* **Descripción de tarea**
Copie de nuevo, íntegras, las filas que van desde la línea que contiene "form: point(452, 165)." hasta el final de los datos, ambos extremos incluidos. Multiplique por 0,8 las coordenadas de cada punto de respuesta y redondéelas a números enteros, con las mitades hacia arriba, dejando sin cambios los puntos que sirven de muestra de formato.
^^^^^^^^^^^^^^^^
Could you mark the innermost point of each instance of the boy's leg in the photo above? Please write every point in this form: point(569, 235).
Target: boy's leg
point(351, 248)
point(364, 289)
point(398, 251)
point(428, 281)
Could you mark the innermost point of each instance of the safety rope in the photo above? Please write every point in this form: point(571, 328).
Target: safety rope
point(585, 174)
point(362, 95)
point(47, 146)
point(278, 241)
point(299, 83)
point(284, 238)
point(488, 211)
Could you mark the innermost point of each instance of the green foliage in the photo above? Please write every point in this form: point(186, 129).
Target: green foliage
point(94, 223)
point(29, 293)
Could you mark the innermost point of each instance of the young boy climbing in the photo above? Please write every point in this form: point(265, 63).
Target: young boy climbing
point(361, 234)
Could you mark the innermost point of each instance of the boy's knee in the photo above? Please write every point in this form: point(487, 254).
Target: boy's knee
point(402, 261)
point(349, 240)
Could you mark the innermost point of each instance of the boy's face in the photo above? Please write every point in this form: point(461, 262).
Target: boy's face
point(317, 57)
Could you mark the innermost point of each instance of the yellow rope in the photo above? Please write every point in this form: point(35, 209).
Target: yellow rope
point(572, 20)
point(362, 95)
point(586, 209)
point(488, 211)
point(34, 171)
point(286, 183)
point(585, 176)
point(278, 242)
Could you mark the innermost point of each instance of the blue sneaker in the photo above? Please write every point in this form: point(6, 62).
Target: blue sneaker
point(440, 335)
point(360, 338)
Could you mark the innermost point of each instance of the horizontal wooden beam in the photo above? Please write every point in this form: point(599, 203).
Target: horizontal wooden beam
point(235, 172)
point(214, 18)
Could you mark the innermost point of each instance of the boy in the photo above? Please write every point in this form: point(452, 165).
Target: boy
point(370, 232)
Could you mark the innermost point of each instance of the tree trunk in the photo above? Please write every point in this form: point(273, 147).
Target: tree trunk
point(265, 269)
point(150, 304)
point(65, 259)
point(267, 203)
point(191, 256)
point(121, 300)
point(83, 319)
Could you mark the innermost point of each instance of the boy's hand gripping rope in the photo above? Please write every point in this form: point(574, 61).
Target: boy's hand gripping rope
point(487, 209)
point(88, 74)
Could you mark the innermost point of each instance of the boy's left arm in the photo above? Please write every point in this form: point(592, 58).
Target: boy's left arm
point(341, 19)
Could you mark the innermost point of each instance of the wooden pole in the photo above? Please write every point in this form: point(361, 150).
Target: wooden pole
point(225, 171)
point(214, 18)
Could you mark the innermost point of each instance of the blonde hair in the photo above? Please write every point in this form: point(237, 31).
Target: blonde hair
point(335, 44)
^^^^^^^^^^^^^^^^
* **Respuesta del ejercicio**
Could you mark the innermost point of each instance of the boy in the photo above? Please write every point in this form: point(452, 165).
Target: boy
point(296, 186)
Could you mark the innermost point of each instance of the tree trunk in the photo above? Please write every point in this form: point(273, 147).
Target: tree trunk
point(212, 215)
point(120, 243)
point(52, 207)
point(214, 162)
point(153, 205)
point(97, 240)
point(66, 255)
Could you mark the innermost point of each instance of the boy's hand gripping rope in the photo above? Please write every point in this form: point(574, 61).
Target: boy's hand gripping rope
point(390, 167)
point(70, 59)
Could you mark the innermost point of each instance of the boy's left arm in the photo above? Please write every point in this form: point(592, 58).
Target: boy's left arm
point(273, 15)
Could you mark the innermost point of each instance of the wooden pole in the photo above? Please write every point in this form: point(361, 150).
Target: wooden pole
point(180, 137)
point(171, 14)
Could you mark the innermost point of each instance of the blonde hair in the photo above? Please write every point in this form: point(237, 31).
Target: blonde hair
point(268, 35)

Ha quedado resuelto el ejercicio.